Requirements: Write out each of the entries below word for word, line by line, without changing anything.

## begin Data to use

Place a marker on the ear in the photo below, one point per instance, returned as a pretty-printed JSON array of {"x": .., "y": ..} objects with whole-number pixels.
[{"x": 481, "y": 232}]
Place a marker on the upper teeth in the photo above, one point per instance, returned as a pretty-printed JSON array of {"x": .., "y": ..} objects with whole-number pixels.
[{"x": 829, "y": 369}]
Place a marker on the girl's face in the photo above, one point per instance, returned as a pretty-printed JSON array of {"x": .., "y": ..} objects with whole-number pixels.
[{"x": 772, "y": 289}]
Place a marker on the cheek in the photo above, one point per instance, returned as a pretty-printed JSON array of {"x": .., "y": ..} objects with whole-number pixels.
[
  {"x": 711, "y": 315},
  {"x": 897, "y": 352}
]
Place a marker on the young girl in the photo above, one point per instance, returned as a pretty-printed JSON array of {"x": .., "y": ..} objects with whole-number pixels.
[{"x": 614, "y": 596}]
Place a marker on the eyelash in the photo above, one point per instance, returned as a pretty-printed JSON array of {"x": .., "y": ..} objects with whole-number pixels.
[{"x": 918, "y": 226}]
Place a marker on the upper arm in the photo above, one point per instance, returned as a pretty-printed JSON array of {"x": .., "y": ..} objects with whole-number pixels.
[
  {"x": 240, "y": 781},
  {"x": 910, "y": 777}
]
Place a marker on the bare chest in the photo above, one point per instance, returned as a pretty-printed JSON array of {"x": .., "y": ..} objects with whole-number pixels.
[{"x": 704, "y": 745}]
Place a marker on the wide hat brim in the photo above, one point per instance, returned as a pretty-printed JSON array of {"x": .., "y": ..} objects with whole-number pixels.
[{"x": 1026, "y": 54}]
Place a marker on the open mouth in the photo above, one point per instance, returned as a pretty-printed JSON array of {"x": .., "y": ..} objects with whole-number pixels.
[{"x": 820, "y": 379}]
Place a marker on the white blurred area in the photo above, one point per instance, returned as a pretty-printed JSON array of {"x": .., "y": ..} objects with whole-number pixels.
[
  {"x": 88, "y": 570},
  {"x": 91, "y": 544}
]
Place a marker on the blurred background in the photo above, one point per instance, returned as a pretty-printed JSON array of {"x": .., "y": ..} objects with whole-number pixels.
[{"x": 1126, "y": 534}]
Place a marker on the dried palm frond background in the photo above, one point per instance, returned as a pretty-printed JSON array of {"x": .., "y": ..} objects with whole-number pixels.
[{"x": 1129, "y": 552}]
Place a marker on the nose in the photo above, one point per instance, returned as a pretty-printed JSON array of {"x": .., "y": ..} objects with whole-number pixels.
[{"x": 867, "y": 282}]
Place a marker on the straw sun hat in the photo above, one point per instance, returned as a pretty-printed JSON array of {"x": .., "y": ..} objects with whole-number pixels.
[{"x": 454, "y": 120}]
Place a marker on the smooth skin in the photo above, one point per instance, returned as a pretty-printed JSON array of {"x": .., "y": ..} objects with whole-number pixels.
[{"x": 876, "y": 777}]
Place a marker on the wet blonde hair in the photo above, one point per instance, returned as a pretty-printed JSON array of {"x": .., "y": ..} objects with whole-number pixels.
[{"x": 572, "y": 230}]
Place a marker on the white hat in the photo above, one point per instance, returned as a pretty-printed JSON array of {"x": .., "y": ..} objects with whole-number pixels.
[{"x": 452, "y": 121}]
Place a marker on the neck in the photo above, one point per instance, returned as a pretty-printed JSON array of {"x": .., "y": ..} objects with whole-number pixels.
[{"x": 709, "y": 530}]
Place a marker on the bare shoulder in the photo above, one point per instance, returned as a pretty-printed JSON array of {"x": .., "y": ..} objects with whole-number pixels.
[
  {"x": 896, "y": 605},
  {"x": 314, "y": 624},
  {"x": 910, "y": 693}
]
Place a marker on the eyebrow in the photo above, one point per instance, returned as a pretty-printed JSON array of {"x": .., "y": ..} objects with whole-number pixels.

## end Data to use

Full solution:
Place a marker on the ear in the photo below, one point per instance, returned as a pretty-printed JSON array of {"x": .., "y": ..} objects with whole-number pixels.
[{"x": 481, "y": 232}]
Place a marker on the upper teeth in the photo above, one point per instance, returned as a pretty-printed JSON array of {"x": .., "y": ..} objects with whole-number pixels.
[{"x": 829, "y": 369}]
Place a marker on the girl's face in the photo above, one point per instance, returned as a pretty-printed JSON array of {"x": .., "y": ..} objects with whole-number pixels.
[{"x": 772, "y": 289}]
Place a marker on the cheek in the photo above, one point per instance, returned as a pretty-printed JSON array of {"x": .., "y": ..} objects with whole-number pixels.
[
  {"x": 711, "y": 315},
  {"x": 897, "y": 352}
]
Place a marker on the young girl in the photo above, one point per instance, returned as a pretty-printed JSON array of {"x": .., "y": ..} objects with whole-number pixels.
[{"x": 614, "y": 596}]
Place a marker on the eyelash in the photo above, one point per instance, returned as a pretty-printed JSON array of {"x": .., "y": ..} objects with whole-number pixels.
[{"x": 918, "y": 226}]
Place a marker on the upper arm in the photo above, one point per instance, returned as a pretty-printed JSON array of {"x": .., "y": ..} objects with whole-number pixels.
[
  {"x": 240, "y": 781},
  {"x": 910, "y": 777}
]
Place a marker on the bare chest in the photo above, one point per instance, returned as a pretty-printed JSON array of {"x": .., "y": ..} objects with whole-number pixels.
[{"x": 704, "y": 745}]
Place a marker on the wide hat brim in the photo above, one point per instance, returned as a pretty-printed JSON array of {"x": .., "y": ..} objects with whole-number pixels.
[{"x": 1026, "y": 54}]
Place a marker on the open mouth in the photo above, one point per instance, returned as a pretty-printed JSON array of {"x": .., "y": ..} objects with whole-number pixels.
[{"x": 820, "y": 379}]
Place a marker on the white blurred area in the photo above, one point per instance, returned as a pretty-printed JSON array of {"x": .., "y": ..} objects with whole-number pixels.
[
  {"x": 88, "y": 570},
  {"x": 91, "y": 544}
]
Place a marker on the blurred background in the photo above, one point per instance, returned as a pretty-printed JSON array of {"x": .., "y": ..} objects with whole-number pixels.
[{"x": 1126, "y": 534}]
Place a marker on the dried palm frond background in the photo above, one point per instance, returned as a pretty-printed JSON array of {"x": .., "y": ..} objects with whole-number pixels.
[{"x": 1129, "y": 552}]
Place a marker on the nose in the photo above, one point per instance, returned as a pretty-printed JSON array of {"x": .., "y": ..} objects with whole-number pixels.
[{"x": 867, "y": 282}]
Place a marker on the straw sun hat in the photo above, one point per instance, returned as a pretty-printed JSON array of {"x": .., "y": ..} objects with whole-number pixels.
[{"x": 454, "y": 120}]
Place a marker on the smooth skin in the photo above, one point per instance, returned as a pretty-printed JSON array of {"x": .., "y": ..} objects with whole-number pixels.
[{"x": 876, "y": 777}]
Place a marker on the wet blonde hair in the photo above, one point per instance, returned as a pretty-printed JSON array of {"x": .., "y": ..} objects with whole-number pixels.
[{"x": 572, "y": 230}]
Place a marker on the white hat in the photo above, one point per instance, returned as a pretty-printed JSON array of {"x": .., "y": ..} objects with whole-number pixels.
[{"x": 452, "y": 121}]
Place a marker on the neck in the photo above, one point per instance, returned as a pretty-printed JSON array of {"x": .., "y": ..} objects with whole-number pixels.
[{"x": 709, "y": 530}]
Place a marker on the bare shoulder in the photo above, one point per instance, returned as a pretty-printed JSON array of {"x": .., "y": ..} objects with whole-number pixels.
[
  {"x": 896, "y": 605},
  {"x": 314, "y": 624},
  {"x": 910, "y": 693}
]
Place a marker on the eyebrow in the photo above, one point per instance, returned as a pretty-printed JSON array of {"x": .., "y": ..} objects with whole-number pixels.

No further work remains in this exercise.